Work instructions —
Look through the records below, and whenever a line contains "sitting", copy it.

Material shown —
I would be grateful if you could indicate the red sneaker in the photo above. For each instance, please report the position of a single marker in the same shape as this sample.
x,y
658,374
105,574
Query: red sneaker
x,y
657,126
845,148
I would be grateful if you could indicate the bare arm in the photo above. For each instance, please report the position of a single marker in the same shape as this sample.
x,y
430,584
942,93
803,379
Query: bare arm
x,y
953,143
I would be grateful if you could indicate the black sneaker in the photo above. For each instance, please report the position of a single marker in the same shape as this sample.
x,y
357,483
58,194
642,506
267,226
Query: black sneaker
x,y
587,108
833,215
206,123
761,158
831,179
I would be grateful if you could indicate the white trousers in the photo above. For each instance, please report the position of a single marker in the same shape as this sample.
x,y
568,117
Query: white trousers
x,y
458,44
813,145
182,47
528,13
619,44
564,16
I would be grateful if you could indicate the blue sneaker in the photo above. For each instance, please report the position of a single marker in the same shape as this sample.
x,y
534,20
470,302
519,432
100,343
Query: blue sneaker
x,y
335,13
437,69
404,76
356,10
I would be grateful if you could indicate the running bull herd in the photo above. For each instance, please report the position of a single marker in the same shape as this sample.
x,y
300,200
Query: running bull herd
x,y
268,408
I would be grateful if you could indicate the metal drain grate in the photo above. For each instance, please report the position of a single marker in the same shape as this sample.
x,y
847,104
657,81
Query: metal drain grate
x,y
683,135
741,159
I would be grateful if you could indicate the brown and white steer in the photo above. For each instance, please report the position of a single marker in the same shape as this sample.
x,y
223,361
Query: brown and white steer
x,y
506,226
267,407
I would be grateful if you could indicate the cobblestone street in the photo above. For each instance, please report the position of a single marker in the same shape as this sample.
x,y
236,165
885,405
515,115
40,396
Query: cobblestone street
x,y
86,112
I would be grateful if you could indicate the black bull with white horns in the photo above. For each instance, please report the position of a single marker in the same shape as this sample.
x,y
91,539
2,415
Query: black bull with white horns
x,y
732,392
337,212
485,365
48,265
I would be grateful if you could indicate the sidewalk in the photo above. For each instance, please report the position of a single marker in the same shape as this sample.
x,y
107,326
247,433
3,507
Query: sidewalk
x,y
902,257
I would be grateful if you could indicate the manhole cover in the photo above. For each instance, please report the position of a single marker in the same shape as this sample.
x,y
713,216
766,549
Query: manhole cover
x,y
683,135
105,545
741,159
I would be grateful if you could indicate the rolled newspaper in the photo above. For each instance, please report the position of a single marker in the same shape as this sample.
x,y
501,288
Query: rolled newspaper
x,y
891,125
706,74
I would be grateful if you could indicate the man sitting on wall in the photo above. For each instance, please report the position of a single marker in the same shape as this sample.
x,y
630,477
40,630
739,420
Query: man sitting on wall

Answer box —
I would be grateful if you could indicate the man sitting on wall in the photo above. For each instance, please report the position of a single marker in the same shape as this sample.
Query: man sitting on wall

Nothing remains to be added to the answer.